— start —
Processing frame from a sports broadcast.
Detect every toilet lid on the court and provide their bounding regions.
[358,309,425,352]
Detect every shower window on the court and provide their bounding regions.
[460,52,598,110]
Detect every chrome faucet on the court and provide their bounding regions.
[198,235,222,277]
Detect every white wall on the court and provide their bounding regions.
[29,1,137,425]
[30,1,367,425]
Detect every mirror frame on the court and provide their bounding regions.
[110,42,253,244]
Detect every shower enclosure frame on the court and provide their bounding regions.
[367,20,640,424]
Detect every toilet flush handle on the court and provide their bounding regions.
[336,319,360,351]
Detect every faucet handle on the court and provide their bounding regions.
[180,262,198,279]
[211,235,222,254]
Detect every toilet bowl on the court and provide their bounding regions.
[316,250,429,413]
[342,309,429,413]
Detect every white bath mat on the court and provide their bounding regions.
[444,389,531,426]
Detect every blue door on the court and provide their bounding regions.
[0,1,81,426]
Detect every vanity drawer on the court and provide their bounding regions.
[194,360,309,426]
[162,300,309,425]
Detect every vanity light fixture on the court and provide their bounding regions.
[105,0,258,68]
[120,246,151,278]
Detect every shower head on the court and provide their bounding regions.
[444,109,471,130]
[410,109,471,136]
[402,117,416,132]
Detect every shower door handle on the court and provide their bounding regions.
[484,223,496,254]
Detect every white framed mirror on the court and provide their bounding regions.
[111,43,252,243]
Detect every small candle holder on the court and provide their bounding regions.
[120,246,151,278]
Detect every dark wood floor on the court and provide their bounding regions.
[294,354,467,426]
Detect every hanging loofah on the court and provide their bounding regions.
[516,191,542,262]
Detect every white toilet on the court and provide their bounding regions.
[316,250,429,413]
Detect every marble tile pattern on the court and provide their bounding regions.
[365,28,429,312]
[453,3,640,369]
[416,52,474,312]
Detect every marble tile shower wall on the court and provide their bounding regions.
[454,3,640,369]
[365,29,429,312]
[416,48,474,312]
— end —
● What is expected
Copy out every row above that contains the string "mirror". Matching is case-sensitive.

● The completed task
Detect every mirror frame on the court and provide their bounding regions.
Detect every white framed mirror on the court and provide their bounding regions.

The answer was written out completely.